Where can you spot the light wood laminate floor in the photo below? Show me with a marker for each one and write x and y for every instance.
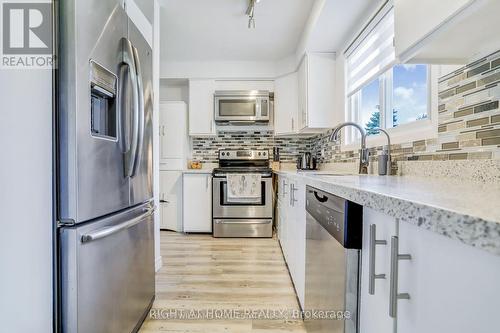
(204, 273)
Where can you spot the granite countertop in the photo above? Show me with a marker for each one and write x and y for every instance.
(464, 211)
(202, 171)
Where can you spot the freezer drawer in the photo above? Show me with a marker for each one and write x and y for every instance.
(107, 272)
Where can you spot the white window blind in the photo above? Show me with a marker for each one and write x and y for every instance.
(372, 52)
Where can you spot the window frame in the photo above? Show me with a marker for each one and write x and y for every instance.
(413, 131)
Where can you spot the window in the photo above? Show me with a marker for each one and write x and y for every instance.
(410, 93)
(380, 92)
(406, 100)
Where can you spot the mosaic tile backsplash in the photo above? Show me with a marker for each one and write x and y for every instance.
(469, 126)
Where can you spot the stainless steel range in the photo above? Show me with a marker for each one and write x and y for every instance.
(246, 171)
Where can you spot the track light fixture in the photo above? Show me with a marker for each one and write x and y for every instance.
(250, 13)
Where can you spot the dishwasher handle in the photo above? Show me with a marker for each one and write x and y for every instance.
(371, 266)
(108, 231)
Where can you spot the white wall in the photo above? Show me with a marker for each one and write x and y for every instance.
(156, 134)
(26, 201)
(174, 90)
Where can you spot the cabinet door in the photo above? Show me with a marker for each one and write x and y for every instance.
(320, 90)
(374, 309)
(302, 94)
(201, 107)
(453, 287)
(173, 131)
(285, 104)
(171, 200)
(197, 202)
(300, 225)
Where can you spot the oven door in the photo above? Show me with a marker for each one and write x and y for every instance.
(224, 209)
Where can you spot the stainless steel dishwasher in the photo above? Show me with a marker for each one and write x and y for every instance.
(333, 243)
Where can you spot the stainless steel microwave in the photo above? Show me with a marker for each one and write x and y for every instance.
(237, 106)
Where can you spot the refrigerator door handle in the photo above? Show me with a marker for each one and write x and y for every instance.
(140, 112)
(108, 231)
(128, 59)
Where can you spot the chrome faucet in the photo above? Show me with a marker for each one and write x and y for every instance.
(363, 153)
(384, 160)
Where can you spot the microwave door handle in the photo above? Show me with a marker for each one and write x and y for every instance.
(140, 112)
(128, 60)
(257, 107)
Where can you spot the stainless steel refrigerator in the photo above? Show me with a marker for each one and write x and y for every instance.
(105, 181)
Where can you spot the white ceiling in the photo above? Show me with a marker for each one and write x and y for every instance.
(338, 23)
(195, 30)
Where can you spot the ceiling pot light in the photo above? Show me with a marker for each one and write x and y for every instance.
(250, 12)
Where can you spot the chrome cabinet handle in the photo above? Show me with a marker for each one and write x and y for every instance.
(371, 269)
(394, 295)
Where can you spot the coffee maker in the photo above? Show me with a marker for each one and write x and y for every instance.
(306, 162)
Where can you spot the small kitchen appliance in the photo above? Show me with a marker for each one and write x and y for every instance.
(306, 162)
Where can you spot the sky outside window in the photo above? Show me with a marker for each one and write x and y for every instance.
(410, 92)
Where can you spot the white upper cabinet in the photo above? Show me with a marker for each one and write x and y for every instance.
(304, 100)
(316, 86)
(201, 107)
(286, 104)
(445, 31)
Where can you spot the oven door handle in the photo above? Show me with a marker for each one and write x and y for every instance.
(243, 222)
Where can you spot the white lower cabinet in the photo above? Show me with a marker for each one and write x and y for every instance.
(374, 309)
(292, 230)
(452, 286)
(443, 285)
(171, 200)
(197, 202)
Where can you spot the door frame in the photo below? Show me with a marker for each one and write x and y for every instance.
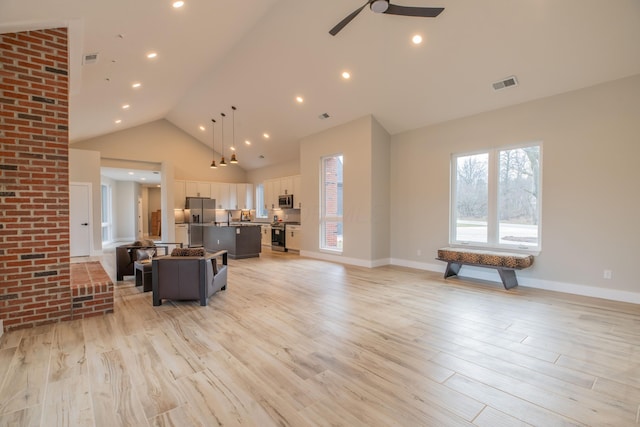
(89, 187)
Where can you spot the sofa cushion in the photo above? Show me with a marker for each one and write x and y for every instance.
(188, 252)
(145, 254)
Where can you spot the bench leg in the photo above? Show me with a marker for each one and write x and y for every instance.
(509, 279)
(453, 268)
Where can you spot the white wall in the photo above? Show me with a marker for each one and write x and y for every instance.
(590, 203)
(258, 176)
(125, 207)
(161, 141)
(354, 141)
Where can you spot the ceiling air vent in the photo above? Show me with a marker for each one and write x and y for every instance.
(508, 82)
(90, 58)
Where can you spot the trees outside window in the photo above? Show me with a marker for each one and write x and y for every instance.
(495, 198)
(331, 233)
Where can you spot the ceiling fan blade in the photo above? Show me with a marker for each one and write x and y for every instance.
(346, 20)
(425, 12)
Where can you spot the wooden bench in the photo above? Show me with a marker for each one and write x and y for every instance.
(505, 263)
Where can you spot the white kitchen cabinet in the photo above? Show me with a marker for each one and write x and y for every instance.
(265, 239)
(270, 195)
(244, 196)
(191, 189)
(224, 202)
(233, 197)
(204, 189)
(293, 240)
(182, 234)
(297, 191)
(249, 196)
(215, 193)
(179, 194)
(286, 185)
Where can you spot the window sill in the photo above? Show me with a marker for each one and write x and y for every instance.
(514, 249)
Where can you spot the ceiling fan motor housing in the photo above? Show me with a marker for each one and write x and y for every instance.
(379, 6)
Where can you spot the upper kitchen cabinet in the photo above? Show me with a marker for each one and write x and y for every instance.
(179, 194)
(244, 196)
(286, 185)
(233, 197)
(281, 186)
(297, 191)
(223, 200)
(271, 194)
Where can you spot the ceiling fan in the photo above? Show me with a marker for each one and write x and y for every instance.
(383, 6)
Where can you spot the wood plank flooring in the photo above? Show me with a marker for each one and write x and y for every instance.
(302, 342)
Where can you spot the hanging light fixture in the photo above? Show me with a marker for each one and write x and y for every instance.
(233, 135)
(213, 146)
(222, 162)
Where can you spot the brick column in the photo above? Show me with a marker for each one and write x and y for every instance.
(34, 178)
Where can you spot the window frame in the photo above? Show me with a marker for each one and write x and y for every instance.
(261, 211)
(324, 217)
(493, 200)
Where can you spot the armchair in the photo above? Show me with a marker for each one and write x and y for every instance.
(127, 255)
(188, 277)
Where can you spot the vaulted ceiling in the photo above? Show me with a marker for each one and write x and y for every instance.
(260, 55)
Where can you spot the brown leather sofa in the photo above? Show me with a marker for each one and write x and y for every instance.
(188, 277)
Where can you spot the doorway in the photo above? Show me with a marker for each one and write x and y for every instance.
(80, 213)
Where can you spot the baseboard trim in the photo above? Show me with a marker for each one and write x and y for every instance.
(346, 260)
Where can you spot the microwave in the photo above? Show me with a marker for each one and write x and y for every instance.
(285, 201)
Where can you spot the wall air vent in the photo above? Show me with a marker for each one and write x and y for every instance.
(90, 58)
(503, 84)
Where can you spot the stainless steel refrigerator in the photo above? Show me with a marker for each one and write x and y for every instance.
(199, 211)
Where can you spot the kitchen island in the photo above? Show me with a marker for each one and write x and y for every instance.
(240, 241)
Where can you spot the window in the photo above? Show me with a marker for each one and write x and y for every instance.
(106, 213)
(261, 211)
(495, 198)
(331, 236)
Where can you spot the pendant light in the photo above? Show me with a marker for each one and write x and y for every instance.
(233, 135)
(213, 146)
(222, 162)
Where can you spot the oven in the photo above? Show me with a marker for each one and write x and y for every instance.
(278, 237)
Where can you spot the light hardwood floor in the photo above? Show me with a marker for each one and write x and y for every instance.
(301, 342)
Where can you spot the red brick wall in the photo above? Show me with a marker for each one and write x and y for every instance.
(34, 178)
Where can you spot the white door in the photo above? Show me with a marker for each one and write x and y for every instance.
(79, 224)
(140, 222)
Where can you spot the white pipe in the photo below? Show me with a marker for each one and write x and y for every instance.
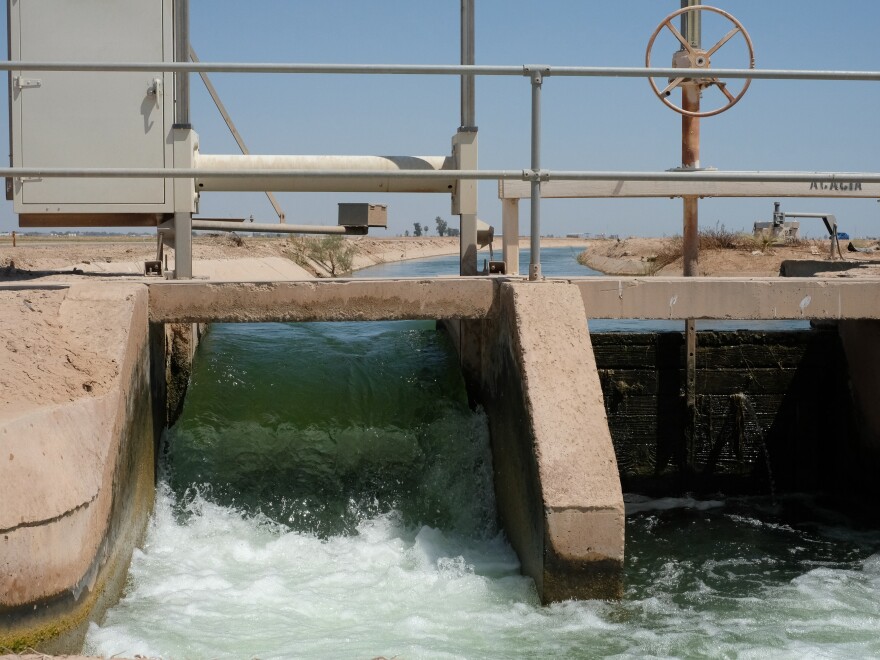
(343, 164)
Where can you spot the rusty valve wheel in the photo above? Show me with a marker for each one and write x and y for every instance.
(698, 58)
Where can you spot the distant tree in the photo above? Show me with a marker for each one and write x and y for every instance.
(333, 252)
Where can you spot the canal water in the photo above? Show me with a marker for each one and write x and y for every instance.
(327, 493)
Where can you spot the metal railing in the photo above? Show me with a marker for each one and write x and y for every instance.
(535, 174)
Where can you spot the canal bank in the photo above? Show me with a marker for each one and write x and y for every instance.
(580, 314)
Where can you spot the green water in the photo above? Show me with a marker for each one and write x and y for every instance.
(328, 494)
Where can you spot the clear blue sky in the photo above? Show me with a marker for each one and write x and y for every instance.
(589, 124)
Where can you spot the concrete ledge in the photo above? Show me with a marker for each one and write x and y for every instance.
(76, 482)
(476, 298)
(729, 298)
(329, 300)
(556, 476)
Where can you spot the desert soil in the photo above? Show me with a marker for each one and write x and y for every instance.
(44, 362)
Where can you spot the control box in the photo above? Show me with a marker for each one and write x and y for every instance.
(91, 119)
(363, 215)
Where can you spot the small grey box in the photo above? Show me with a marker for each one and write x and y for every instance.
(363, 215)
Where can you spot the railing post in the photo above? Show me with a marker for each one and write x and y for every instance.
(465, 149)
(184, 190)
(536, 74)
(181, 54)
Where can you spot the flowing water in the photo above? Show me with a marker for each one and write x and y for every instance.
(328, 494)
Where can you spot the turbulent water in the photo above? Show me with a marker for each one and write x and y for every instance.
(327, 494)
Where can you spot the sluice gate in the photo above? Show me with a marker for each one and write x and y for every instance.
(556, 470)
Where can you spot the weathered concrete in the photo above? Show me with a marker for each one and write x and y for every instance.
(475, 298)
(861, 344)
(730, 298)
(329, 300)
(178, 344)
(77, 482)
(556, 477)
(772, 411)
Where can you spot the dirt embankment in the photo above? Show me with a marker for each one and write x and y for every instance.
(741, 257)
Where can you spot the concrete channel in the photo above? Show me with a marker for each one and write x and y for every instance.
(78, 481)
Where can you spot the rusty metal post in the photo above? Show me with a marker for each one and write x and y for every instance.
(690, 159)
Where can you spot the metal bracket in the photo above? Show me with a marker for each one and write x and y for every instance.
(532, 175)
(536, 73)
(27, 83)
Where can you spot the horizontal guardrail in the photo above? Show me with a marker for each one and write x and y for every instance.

------------------------------------------------------------

What to work on =
Rewrite the part of the listing that opens with the line containing "Where can you spot the metal bracket" and closes with the end of the listing, changing "marker" to "pin" and leaving everything else as it is. Give only those lines.

Problem solution =
Where can you spot the metal bracket in the photo above? Show me with a pin for each one and write x and y for every instance.
(532, 175)
(536, 73)
(27, 83)
Where can you spot the horizontal guardrail in the photo above? Show me with a pin for each one and write x and y for every instance.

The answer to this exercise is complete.